Activity
Copy every entry exactly as it reads and exclude whatever pictures appear.

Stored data
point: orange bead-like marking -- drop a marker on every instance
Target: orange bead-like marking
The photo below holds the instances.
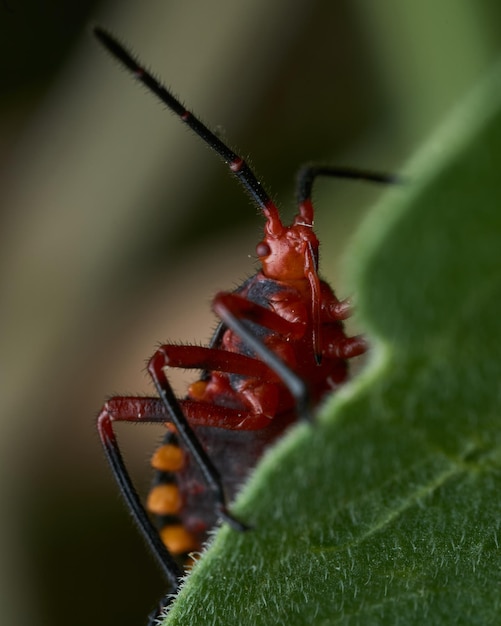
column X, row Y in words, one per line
column 178, row 540
column 164, row 500
column 168, row 458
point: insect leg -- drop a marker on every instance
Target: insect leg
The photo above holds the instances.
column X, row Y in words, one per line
column 156, row 367
column 130, row 409
column 229, row 308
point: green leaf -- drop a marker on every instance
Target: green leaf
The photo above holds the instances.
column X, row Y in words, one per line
column 388, row 509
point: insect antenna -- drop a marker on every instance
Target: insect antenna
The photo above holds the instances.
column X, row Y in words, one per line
column 235, row 163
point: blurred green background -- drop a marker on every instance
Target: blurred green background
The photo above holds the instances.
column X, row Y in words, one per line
column 117, row 226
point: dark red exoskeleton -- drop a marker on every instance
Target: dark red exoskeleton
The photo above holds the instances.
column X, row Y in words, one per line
column 279, row 349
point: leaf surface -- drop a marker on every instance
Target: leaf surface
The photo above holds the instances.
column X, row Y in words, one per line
column 388, row 509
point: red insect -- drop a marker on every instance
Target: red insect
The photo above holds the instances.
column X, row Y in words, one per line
column 279, row 349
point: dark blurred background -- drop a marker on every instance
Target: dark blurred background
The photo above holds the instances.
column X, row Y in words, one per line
column 117, row 226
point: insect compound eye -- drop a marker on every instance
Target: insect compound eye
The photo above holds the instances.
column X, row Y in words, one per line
column 263, row 249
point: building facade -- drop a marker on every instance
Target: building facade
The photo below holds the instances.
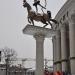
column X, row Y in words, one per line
column 64, row 40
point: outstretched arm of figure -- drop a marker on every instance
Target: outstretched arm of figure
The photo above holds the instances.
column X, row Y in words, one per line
column 29, row 20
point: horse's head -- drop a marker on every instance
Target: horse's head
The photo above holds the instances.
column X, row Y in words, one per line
column 26, row 4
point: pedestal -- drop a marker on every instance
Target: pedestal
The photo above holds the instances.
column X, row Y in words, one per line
column 39, row 33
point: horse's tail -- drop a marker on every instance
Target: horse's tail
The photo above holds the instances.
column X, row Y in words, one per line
column 49, row 14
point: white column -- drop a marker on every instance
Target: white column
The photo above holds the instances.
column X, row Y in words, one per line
column 64, row 55
column 39, row 54
column 72, row 42
column 58, row 50
column 54, row 52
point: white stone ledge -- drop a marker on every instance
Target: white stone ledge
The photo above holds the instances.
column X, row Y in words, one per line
column 34, row 30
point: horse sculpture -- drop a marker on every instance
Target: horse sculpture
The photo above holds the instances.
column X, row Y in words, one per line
column 45, row 18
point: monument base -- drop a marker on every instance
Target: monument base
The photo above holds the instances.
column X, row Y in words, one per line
column 34, row 30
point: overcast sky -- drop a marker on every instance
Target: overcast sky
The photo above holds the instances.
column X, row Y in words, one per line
column 13, row 18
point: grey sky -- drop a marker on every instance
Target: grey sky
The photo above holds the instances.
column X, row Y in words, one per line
column 13, row 18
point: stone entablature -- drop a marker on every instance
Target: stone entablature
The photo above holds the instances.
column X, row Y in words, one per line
column 66, row 11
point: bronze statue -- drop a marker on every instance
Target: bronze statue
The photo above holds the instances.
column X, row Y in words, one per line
column 37, row 2
column 45, row 18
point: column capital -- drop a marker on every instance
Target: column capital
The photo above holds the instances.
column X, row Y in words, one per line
column 71, row 18
column 39, row 36
column 63, row 27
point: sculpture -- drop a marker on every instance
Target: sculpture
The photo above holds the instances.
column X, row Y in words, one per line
column 37, row 2
column 45, row 18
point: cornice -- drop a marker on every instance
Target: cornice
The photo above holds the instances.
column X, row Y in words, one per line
column 64, row 9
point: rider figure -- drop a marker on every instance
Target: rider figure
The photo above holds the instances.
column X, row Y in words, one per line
column 37, row 2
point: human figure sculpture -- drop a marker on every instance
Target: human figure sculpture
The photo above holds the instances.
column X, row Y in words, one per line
column 45, row 18
column 37, row 2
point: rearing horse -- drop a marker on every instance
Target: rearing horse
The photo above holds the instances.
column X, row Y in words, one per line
column 45, row 18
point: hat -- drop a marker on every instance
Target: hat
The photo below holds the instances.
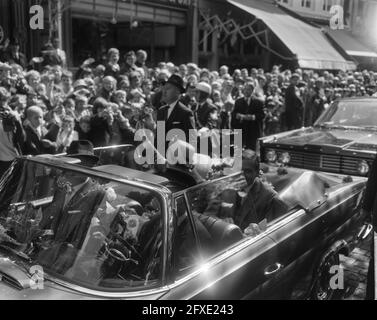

Task response
point: orange bead-like marking -- drop a marker on every instance
Target: orange bead-like marking
The photo below holds the instances.
column X, row Y in words, one per line
column 178, row 540
column 164, row 500
column 168, row 458
point: insect leg -- drop a marker on every instance
Target: insect leg
The photo above holds the instances.
column X, row Y in words, one per line
column 156, row 367
column 130, row 409
column 229, row 308
point: green leaf -- drop a marker on every instance
Target: green leaf
The photo above holds the instances.
column X, row Y in words, one per line
column 388, row 509
point: insect antenna -- drop a marker on every instance
Target: insect antenna
The photo above holds the instances.
column X, row Y in words, one per line
column 235, row 163
point: blurred green background -- drop a marker on every instance
Target: blurred green background
The photo above holds the instances.
column X, row Y in words, one per line
column 117, row 226
point: dark red exoskeleton -- drop a marker on every instance
Target: dark red exoskeleton
The photo above holds the instances.
column X, row Y in words, one per line
column 279, row 349
point: leaf surface -- drop a marker on every instance
Target: leaf surface
The photo above holds the instances.
column X, row Y in words, one per line
column 388, row 509
point: red insect -- drop a marker on every instance
Target: red insect
The photo above holds the instances.
column X, row Y in words, one per line
column 279, row 349
point: dark blurred background -- drop a marker on every instance
Target: dark blurred background
The photo above holds the instances.
column X, row Y in words, one per line
column 117, row 226
point: insect compound eye -- drop a marker on every instance
Target: insect compound eye
The photo above holds the instances.
column X, row Y in words, one per line
column 263, row 249
point: building facade -- drop a marker on every instance
Target: building facade
The photo below holds the instances.
column X, row Y in words, one per line
column 64, row 40
point: outstretched arm of figure -- drop a marker on every instance
Target: outstretched arm of figure
The photo above holds the instances.
column X, row Y in words, one per line
column 29, row 20
point: horse's head -- drop a marker on every instance
Target: horse's head
The photo above holds the instances.
column X, row Y in words, one per line
column 26, row 4
point: pedestal -- drop a marker on every instance
Target: pedestal
The photo above holds the instances.
column X, row Y in words, one per line
column 39, row 33
point: horse's tail -- drop a marker on every instance
Target: horse's tail
The photo above holds the instances.
column X, row Y in words, one per line
column 49, row 14
point: white column -- drop a marker on every instance
Target: white column
The photo above holds the instances.
column X, row Y in words, one per line
column 64, row 55
column 39, row 54
column 72, row 42
column 58, row 50
column 54, row 52
point: white stone ledge -- drop a marker on every instance
Target: white stone ledge
The photo above holds the instances.
column X, row Y in words, one per line
column 34, row 30
point: horse sculpture -- drop a marker on every instance
Target: horse sculpture
The photo above holds the instances.
column X, row Y in words, one per line
column 45, row 18
point: monument base -- drop a marker on every instance
Target: monument base
The photo above holds the instances.
column X, row Y in words, one per line
column 34, row 30
point: overcast sky -- drop a marker on every instance
Target: overcast sky
The photo above holds the instances.
column X, row Y in words, one per line
column 13, row 18
point: grey sky -- drop a marker on every instance
Target: grey sky
The photo above holds the instances.
column X, row Y in words, one per line
column 13, row 18
point: stone entablature -- drop a marker on every instance
Target: stone entablature
The photo above holds the instances.
column X, row Y in words, one per line
column 66, row 11
point: bronze statue -- drop a marker on every instance
Target: bronze statue
The photo above holds the instances.
column X, row Y in words, one per line
column 37, row 2
column 45, row 18
point: column capital -- drop a marker on every instance
Target: column capital
The photo above holds the instances.
column X, row Y in words, one per line
column 71, row 18
column 39, row 36
column 63, row 27
point: sculpture -- drop a marker on every instance
Target: sculpture
The photo above holds the instances.
column X, row Y in words, one per line
column 37, row 2
column 45, row 18
point: cornice -- drop a marker on every instance
Target: cornice
The photo above holds the instances.
column X, row Y in words, one per line
column 64, row 9
point: rider figure -- drop a marker on every instance
Target: rider figure
The photo above holds the instances.
column X, row Y in words, one per line
column 37, row 2
point: human figure sculpture -- drop a marker on every instance
Target: human figure sculpture
The photo above holds the instances.
column X, row Y in words, one per line
column 45, row 18
column 37, row 2
point: rearing horse -- drop a marker on every instance
Target: rearing horse
The photo above holds the instances.
column X, row Y in words, one per line
column 45, row 18
point: hat -- drop a marker on every instance
Target: hat
The photo below holds the instances.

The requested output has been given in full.